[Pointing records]
*****

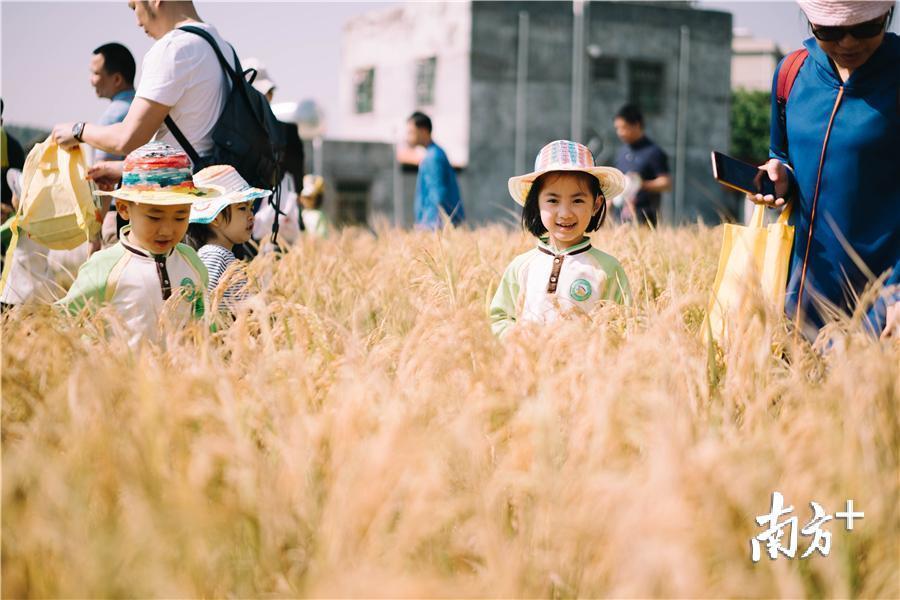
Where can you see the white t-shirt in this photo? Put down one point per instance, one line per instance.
(181, 70)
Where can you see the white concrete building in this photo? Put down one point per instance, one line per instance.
(411, 57)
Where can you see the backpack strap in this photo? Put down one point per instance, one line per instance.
(229, 73)
(790, 68)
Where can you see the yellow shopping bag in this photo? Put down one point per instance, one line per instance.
(755, 257)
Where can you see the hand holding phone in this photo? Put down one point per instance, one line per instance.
(764, 185)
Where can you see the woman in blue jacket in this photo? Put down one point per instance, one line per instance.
(835, 152)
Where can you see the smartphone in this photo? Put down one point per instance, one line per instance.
(741, 176)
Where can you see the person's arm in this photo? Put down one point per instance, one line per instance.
(144, 118)
(778, 168)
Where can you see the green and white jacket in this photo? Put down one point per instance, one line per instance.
(544, 283)
(138, 284)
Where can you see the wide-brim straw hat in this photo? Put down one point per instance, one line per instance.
(313, 185)
(235, 190)
(160, 175)
(842, 13)
(564, 155)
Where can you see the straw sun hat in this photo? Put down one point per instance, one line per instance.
(563, 155)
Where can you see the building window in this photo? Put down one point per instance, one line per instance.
(645, 86)
(364, 83)
(604, 68)
(425, 70)
(352, 202)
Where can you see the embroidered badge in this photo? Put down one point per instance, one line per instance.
(192, 295)
(580, 290)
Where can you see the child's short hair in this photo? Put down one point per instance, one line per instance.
(531, 212)
(199, 234)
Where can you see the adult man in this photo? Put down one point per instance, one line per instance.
(112, 75)
(641, 156)
(181, 78)
(436, 187)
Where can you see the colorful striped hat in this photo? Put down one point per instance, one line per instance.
(235, 189)
(159, 174)
(841, 13)
(563, 155)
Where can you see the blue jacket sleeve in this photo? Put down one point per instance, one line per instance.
(778, 138)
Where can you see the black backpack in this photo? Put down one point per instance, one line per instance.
(247, 135)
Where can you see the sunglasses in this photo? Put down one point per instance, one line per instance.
(863, 31)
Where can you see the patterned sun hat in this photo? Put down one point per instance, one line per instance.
(839, 13)
(563, 155)
(235, 190)
(159, 174)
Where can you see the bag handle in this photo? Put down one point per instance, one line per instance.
(759, 215)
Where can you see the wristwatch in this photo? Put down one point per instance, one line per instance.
(77, 130)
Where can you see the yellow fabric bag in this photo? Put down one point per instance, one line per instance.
(57, 208)
(752, 257)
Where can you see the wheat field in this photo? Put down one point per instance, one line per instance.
(358, 432)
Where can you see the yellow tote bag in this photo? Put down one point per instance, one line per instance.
(753, 257)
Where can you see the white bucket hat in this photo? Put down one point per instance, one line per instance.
(839, 13)
(235, 191)
(563, 155)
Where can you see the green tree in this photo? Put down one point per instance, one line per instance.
(750, 116)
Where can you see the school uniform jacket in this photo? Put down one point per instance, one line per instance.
(543, 283)
(137, 284)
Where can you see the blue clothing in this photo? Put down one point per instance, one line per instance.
(649, 161)
(114, 113)
(859, 188)
(437, 190)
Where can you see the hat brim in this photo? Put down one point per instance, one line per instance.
(612, 181)
(205, 214)
(164, 197)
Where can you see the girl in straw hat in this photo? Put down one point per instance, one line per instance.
(315, 222)
(139, 274)
(218, 225)
(562, 199)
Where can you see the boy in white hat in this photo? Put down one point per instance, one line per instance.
(315, 222)
(220, 224)
(148, 267)
(562, 199)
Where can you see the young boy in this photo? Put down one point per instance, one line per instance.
(314, 220)
(138, 275)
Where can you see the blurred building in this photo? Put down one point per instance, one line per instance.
(753, 61)
(501, 79)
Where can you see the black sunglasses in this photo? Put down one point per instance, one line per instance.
(863, 31)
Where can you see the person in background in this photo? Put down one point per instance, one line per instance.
(437, 190)
(311, 196)
(289, 224)
(641, 156)
(112, 76)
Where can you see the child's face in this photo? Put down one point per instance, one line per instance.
(157, 229)
(566, 207)
(239, 228)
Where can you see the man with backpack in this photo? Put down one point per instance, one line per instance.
(183, 99)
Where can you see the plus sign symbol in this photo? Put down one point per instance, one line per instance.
(849, 515)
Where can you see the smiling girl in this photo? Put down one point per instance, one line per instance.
(563, 198)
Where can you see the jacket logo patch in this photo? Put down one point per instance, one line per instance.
(580, 290)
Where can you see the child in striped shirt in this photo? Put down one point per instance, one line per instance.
(218, 225)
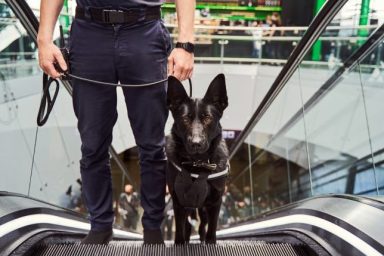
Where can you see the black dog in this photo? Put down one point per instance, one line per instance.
(197, 157)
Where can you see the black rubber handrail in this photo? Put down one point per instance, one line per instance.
(31, 24)
(361, 53)
(316, 28)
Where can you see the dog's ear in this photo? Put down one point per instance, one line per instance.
(217, 93)
(176, 94)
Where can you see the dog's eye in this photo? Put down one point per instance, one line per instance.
(187, 118)
(206, 116)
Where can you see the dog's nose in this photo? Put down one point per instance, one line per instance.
(197, 143)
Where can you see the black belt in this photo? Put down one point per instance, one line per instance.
(111, 16)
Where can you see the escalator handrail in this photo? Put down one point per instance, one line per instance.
(350, 63)
(31, 24)
(316, 28)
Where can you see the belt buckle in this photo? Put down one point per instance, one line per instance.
(112, 16)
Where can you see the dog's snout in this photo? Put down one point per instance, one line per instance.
(197, 143)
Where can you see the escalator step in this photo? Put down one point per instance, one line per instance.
(222, 248)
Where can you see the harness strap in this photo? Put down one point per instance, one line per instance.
(210, 177)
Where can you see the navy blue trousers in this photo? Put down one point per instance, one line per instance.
(131, 54)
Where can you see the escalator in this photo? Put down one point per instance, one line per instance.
(318, 225)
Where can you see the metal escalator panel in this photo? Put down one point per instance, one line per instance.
(223, 248)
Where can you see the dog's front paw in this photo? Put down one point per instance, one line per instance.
(210, 241)
(179, 242)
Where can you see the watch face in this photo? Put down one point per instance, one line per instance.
(189, 47)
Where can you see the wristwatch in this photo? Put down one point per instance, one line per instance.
(189, 47)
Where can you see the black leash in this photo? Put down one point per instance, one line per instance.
(47, 102)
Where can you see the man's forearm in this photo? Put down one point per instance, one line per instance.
(185, 17)
(49, 12)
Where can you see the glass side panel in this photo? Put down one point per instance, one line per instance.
(319, 137)
(19, 82)
(371, 79)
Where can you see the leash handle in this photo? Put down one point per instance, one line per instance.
(190, 87)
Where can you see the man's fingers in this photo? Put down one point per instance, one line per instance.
(177, 73)
(171, 64)
(50, 69)
(60, 59)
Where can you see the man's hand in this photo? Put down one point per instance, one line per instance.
(49, 54)
(180, 64)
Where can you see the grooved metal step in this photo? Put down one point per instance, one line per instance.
(222, 248)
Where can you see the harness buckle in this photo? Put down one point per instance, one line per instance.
(113, 16)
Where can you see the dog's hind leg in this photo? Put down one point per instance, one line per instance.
(213, 216)
(180, 219)
(203, 223)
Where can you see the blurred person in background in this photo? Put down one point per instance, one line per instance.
(167, 224)
(129, 207)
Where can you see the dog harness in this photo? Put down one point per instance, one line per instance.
(192, 193)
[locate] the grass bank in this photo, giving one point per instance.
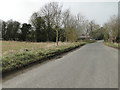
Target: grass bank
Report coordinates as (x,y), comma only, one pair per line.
(17,60)
(114,45)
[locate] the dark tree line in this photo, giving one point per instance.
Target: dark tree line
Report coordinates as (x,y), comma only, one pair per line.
(50,23)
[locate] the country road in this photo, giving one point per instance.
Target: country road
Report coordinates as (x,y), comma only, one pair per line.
(91,66)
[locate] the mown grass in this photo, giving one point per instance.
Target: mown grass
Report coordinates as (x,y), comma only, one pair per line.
(114,45)
(16,60)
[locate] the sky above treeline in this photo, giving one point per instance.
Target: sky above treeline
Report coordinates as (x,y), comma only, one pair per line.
(21,10)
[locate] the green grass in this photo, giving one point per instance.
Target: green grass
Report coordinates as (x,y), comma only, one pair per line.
(114,45)
(13,61)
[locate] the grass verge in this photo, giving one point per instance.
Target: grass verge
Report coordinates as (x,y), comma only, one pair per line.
(18,60)
(114,45)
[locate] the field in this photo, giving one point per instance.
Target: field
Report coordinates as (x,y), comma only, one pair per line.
(11,47)
(114,45)
(19,54)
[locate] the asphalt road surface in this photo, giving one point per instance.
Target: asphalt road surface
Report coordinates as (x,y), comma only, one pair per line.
(92,66)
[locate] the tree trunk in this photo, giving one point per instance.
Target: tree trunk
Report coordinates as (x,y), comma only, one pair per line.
(57,36)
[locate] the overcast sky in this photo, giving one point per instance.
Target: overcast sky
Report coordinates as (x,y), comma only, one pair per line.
(21,10)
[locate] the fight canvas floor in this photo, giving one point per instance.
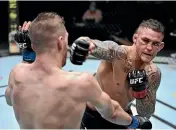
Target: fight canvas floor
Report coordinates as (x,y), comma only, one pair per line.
(165,113)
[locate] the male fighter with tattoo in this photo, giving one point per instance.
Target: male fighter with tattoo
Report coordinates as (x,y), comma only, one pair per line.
(46,97)
(125,72)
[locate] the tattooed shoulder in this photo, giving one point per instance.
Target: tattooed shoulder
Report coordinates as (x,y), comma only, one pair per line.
(108,50)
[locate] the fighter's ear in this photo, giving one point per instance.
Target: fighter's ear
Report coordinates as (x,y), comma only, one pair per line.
(161,46)
(135,37)
(59,42)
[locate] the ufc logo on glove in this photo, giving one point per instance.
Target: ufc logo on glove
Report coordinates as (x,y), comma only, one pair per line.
(137,80)
(22,45)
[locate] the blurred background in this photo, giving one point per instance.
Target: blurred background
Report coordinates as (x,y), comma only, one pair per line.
(103,20)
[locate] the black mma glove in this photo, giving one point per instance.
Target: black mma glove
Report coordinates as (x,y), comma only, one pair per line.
(138,80)
(139,122)
(23,41)
(79,51)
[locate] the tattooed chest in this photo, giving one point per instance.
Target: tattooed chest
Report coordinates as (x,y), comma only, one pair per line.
(128,66)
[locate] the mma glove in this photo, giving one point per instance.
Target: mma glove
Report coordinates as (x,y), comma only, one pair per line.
(138,80)
(139,122)
(79,51)
(23,41)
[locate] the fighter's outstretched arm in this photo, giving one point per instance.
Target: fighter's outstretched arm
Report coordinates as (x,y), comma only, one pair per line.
(106,50)
(9,89)
(146,106)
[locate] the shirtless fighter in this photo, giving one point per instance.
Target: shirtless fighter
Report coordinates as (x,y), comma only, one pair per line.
(125,72)
(44,96)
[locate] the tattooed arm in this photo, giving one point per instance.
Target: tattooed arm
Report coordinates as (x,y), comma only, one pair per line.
(146,106)
(108,50)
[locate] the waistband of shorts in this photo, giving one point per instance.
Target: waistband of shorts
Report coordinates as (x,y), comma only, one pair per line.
(97,114)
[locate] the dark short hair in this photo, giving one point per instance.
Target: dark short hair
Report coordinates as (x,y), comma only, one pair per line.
(153,24)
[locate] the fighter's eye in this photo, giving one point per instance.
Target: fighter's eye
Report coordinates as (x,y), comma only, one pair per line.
(156,44)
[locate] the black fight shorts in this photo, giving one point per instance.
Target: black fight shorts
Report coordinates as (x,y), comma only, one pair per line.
(93,120)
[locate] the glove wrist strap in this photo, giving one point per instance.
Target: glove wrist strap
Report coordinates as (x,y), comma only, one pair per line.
(141,94)
(29,56)
(134,123)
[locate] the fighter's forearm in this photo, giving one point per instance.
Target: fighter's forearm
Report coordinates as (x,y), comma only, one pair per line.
(108,50)
(146,106)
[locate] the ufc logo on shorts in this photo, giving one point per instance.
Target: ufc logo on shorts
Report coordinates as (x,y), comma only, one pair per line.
(135,81)
(22,45)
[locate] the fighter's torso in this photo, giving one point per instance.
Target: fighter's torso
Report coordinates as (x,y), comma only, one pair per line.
(112,77)
(39,102)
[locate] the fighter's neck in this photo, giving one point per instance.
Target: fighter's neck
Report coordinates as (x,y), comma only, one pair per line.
(48,60)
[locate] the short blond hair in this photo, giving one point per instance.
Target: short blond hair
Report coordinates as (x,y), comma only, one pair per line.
(153,24)
(45,28)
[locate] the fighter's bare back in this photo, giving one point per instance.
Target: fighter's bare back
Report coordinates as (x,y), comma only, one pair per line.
(52,100)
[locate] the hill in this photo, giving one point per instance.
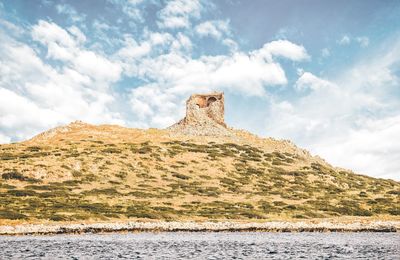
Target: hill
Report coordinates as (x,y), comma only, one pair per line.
(194,170)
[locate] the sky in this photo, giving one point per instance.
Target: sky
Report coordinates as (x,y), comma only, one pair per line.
(323,74)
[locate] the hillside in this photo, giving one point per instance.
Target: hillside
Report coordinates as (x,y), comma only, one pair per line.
(87,172)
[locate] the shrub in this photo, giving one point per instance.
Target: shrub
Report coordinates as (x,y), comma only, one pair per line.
(7,214)
(13,176)
(180,176)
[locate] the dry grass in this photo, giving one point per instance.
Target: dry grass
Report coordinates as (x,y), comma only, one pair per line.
(84,173)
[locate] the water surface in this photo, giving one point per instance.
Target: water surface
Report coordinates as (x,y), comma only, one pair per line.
(203,245)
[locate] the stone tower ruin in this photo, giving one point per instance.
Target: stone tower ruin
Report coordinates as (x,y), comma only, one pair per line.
(204,116)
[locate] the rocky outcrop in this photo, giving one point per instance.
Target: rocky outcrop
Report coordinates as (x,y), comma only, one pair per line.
(323,226)
(204,116)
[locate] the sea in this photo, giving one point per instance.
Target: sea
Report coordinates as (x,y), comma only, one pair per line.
(203,245)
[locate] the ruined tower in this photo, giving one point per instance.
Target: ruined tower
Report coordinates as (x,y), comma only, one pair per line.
(204,116)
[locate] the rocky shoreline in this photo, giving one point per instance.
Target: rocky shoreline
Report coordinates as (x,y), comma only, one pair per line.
(43,229)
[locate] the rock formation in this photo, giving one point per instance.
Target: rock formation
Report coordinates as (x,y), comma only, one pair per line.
(204,116)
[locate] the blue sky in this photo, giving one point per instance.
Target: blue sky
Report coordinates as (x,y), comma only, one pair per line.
(324,74)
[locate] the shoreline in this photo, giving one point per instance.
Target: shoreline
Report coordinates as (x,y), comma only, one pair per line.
(174,226)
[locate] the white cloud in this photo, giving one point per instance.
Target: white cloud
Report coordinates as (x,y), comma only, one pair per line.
(309,81)
(325,52)
(67,47)
(282,48)
(345,40)
(352,121)
(216,29)
(175,75)
(178,13)
(363,41)
(70,12)
(76,89)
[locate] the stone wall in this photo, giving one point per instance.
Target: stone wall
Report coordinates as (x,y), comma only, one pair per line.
(204,116)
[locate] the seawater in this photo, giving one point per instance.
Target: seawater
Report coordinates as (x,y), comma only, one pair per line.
(203,245)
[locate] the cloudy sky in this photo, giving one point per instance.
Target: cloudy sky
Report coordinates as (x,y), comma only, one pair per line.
(324,74)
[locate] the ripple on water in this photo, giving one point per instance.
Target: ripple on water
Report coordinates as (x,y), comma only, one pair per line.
(203,245)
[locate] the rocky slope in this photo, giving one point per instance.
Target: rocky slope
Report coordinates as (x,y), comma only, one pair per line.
(86,172)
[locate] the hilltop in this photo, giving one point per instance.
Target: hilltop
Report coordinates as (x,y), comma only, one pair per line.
(198,169)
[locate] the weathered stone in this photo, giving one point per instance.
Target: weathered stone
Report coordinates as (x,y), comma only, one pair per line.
(204,116)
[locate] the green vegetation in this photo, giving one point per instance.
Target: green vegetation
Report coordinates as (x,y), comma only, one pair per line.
(91,179)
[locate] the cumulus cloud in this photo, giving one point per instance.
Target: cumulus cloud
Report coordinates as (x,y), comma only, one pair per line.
(309,81)
(67,46)
(178,13)
(351,121)
(363,41)
(132,8)
(282,48)
(344,40)
(174,75)
(54,95)
(215,29)
(70,12)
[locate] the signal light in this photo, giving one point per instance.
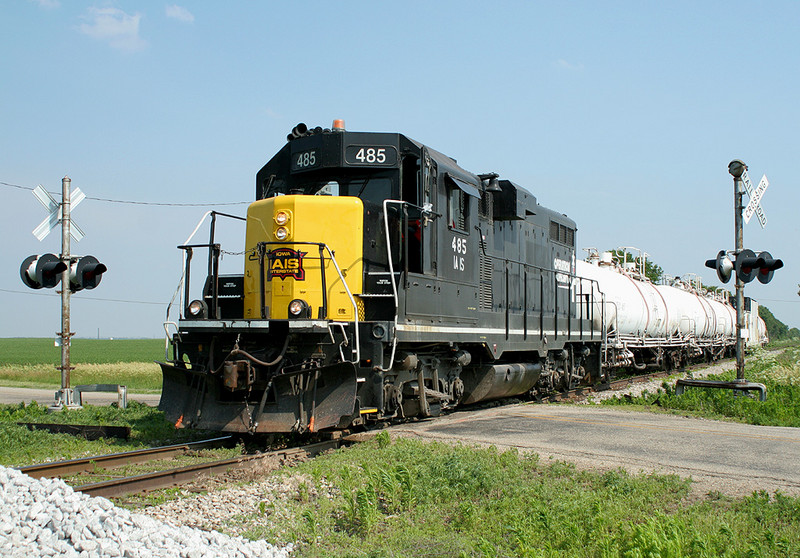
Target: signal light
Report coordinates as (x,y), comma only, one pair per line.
(723,265)
(42,271)
(768,268)
(85,273)
(748,266)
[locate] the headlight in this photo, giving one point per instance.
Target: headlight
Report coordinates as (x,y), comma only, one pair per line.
(298,308)
(196,310)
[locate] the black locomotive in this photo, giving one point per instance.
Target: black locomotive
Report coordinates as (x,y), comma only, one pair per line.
(381,280)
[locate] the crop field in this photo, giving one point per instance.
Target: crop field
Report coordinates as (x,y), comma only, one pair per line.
(32,363)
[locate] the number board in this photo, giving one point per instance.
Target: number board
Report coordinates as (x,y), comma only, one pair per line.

*****

- _STATED PROBLEM_:
Only the lines from the one containing "[locate] the signal" through the last line of the entries above belong in the copy; reproduce them exactly and drop every picture.

- _WORKED ANSWER_:
[locate] the signal light in this photo, giving one point per instance.
Target: signal light
Report coordinates as (x,y), comma only, one pair per line.
(723,265)
(42,271)
(768,268)
(85,273)
(748,266)
[locate] the headlight in this photo, giving one point per instance.
Target: headlight
Report coordinates as (x,y), comma only, one pair per line.
(298,308)
(196,310)
[locate] the black locomotive in this photo, giving one point per instance.
Target: black locomotive
Report coordinates as (x,y), comma only, one pair per line.
(381,280)
[locate] the crop field in this photo, giving one point per instance.
Target: crop field
Report coordinates as (x,y), comma only, one pair per line.
(32,363)
[locate] the number board in this photo, giving one point per instance.
Target: number board
Report coordinates as (x,y), comma only, one pair per line.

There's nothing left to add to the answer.